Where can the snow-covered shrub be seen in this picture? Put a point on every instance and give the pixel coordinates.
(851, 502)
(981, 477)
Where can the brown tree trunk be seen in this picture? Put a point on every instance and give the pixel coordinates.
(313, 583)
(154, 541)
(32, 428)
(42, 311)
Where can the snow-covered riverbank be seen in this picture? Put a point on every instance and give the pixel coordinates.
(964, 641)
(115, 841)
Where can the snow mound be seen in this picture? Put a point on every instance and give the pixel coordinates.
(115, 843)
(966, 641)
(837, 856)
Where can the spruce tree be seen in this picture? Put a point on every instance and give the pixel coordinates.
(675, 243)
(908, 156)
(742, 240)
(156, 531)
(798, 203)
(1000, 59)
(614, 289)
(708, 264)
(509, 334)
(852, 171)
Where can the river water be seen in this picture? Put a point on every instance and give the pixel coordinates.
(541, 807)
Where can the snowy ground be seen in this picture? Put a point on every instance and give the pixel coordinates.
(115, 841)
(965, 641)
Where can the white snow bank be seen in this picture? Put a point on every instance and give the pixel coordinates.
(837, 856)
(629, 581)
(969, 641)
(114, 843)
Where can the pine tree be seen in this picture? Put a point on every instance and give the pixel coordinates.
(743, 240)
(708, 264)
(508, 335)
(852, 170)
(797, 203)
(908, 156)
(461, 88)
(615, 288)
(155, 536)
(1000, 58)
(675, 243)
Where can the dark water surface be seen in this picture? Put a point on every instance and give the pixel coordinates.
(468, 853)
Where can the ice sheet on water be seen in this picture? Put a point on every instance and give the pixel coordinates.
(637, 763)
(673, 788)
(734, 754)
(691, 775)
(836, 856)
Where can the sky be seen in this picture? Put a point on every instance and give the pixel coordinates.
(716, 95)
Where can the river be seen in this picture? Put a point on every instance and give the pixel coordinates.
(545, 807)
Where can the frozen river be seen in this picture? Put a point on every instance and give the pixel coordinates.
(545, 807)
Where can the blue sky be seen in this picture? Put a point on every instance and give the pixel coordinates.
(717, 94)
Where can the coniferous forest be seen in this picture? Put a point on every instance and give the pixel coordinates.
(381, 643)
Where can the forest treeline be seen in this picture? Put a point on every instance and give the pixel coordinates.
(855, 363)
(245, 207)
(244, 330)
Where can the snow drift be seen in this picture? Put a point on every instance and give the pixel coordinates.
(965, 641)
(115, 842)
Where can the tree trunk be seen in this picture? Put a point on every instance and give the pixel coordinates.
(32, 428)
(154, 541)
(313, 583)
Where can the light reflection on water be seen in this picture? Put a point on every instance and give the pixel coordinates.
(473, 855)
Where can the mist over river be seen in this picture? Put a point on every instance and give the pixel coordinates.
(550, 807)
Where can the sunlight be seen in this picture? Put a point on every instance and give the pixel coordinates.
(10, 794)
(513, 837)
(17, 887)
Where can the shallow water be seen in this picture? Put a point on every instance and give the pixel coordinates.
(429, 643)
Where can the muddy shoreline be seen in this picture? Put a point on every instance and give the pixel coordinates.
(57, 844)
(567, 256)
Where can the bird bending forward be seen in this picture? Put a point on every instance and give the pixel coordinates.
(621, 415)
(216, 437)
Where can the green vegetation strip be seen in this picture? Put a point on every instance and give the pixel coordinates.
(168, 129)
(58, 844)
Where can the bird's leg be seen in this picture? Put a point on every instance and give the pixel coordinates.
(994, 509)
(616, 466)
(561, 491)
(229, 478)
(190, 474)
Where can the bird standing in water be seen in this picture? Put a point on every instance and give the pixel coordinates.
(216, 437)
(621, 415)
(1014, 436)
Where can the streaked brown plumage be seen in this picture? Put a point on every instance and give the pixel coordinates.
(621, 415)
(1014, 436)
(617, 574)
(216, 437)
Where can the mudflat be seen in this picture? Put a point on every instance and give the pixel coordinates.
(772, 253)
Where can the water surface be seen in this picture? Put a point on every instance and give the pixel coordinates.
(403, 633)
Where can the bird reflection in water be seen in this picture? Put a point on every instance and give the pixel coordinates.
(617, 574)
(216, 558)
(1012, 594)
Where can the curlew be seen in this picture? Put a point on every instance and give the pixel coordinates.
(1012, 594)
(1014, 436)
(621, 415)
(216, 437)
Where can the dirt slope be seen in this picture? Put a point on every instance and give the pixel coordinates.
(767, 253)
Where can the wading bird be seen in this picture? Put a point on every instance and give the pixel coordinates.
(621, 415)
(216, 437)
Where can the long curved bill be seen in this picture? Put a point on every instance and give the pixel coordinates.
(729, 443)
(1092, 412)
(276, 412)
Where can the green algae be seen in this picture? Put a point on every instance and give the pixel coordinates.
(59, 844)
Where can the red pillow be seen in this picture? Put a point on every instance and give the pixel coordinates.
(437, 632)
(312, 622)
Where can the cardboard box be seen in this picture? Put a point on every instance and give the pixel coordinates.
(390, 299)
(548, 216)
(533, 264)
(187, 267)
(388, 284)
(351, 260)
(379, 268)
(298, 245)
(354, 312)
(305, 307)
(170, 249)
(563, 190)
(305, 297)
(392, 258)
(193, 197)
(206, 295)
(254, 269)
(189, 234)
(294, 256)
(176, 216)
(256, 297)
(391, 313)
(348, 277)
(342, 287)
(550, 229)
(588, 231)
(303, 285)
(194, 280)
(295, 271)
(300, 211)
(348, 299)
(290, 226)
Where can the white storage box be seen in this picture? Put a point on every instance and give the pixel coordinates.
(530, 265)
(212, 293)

◆ ◆ ◆ ◆

| AIM |
Everything from the line containing "Where can the green algae" through the last line of the records must be given again exactly; leave out all other lines.

| TASK SOLUTION |
Where can the green algae be seen in this picture? Put a point on every instance and give the pixel coordinates.
(59, 844)
Where can the red pillow be seen in this picture? Put a point on every instance and give the pixel coordinates.
(437, 632)
(312, 622)
Where can the cardboard box be seen in this picture? Put a point on every instance and give the pixel coordinates.
(390, 299)
(548, 216)
(533, 264)
(187, 267)
(388, 284)
(351, 260)
(379, 268)
(298, 245)
(354, 312)
(305, 307)
(170, 249)
(563, 190)
(305, 297)
(392, 258)
(193, 197)
(206, 295)
(254, 269)
(189, 234)
(294, 256)
(176, 216)
(256, 297)
(391, 313)
(348, 277)
(342, 287)
(550, 229)
(588, 231)
(303, 285)
(194, 280)
(295, 271)
(300, 211)
(348, 299)
(290, 226)
Where can the white storage box be seen in this picture? Put a point on every instance and give the pixel coordinates.
(530, 265)
(212, 293)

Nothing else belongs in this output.